Top of Records to use

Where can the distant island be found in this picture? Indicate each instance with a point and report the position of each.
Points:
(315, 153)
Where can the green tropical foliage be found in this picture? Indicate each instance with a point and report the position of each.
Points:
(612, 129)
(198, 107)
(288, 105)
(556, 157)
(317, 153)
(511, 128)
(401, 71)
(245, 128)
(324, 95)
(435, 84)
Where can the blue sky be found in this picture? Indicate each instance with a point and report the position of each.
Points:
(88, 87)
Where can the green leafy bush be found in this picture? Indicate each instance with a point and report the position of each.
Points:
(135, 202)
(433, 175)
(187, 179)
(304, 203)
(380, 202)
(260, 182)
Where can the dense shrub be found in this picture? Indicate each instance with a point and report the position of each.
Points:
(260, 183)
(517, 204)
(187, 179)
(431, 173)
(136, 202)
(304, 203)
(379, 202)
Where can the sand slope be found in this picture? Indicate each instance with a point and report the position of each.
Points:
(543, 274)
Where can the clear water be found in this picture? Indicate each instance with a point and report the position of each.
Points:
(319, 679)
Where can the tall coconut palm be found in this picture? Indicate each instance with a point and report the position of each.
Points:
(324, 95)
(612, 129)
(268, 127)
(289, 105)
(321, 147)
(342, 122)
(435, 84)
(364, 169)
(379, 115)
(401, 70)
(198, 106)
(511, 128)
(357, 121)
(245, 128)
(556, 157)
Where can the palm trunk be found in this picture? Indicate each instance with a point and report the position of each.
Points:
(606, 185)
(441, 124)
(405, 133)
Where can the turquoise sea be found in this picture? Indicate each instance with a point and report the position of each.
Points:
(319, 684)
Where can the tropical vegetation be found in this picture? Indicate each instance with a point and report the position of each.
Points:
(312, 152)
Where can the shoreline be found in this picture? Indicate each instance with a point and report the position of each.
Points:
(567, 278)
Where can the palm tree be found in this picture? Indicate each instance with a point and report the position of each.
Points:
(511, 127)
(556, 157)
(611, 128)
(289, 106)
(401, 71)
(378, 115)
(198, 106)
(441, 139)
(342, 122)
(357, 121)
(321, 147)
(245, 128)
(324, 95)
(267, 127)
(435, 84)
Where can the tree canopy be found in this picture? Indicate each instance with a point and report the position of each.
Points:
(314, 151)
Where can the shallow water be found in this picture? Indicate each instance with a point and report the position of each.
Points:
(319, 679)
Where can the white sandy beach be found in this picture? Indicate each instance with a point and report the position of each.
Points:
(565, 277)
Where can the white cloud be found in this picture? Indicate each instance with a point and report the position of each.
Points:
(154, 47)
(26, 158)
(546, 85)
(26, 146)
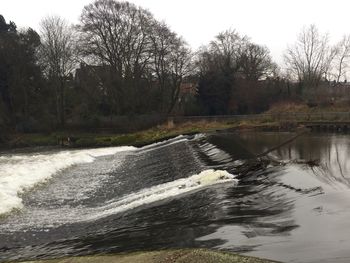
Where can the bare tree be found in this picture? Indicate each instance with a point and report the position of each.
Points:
(117, 35)
(171, 62)
(342, 59)
(227, 49)
(58, 57)
(309, 59)
(256, 62)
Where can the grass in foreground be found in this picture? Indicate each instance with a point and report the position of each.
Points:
(161, 132)
(167, 256)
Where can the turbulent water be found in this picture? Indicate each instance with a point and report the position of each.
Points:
(190, 191)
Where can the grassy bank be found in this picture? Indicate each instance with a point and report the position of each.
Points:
(161, 132)
(167, 256)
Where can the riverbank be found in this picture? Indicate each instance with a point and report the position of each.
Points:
(80, 139)
(165, 256)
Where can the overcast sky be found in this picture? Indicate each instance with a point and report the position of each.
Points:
(274, 23)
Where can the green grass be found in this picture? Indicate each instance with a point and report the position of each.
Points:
(161, 132)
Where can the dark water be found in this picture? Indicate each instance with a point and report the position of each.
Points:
(283, 208)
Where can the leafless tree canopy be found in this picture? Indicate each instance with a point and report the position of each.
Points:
(310, 58)
(58, 57)
(139, 50)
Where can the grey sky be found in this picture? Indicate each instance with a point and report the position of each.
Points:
(274, 23)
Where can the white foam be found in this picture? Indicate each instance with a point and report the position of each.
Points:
(20, 172)
(162, 192)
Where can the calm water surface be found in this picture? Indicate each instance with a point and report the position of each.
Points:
(166, 195)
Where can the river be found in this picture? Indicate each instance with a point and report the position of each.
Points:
(190, 191)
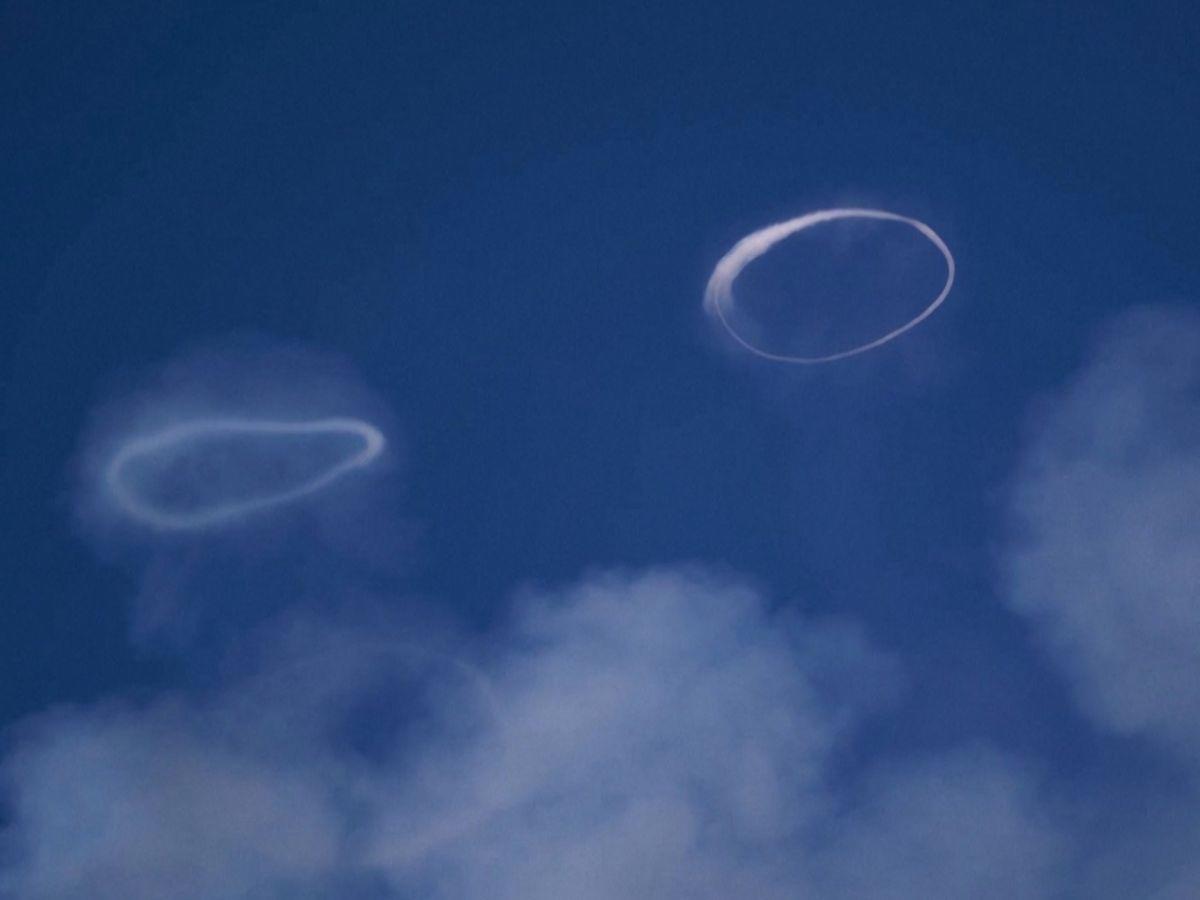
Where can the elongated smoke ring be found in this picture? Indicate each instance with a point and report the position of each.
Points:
(149, 444)
(719, 293)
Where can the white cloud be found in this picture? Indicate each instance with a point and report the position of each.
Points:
(1105, 556)
(659, 735)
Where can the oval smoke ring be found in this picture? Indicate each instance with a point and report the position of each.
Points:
(177, 436)
(719, 294)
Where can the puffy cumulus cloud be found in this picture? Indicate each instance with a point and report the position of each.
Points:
(969, 823)
(1105, 549)
(657, 735)
(123, 803)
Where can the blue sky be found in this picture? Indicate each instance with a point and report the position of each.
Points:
(487, 231)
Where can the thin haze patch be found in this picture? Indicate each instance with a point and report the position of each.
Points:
(175, 436)
(719, 294)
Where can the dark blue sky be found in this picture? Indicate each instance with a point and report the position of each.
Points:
(504, 216)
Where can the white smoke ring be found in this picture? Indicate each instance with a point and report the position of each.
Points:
(719, 293)
(149, 515)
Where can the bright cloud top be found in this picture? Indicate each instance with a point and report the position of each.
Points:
(719, 295)
(178, 437)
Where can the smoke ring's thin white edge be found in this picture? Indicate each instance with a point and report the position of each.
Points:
(719, 293)
(373, 443)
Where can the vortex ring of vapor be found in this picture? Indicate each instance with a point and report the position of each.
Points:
(147, 514)
(719, 293)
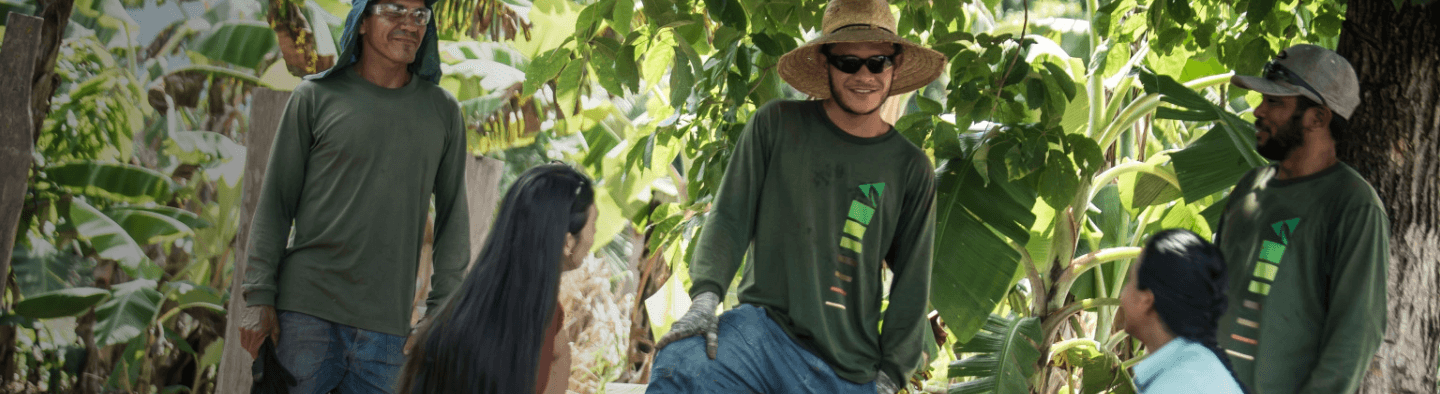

Bottom of Records to use

**Exercise requirements:** Repeat exactly the stretch of the listing above that starts with the line holding "Where can the calm" and finishes with the line holding "Where can the puffy", both included. Skip every picture.

**Task answer:**
Where can the calm water surface be found in this picture? Indicate each instance with a point and report the position of each.
Points:
(166, 195)
Where can the river be found in this picture? Indicate each instance with a point and report the position of each.
Points:
(190, 191)
Where can the elongated smoke ring be found in this picture? Indicate each instance with a point and report the position of each.
Points:
(149, 444)
(719, 293)
Where can the white cloud be found in this picture? Indicate each instance with a point and report the position of each.
Points:
(1105, 556)
(659, 735)
Where can the oval smoke ring be found in this picture? Indicate each instance with a point and report the position of each.
Points:
(177, 436)
(719, 294)
Where can the puffy cumulus cloud be found in this picture? Indicate each instance with a point and report the position of each.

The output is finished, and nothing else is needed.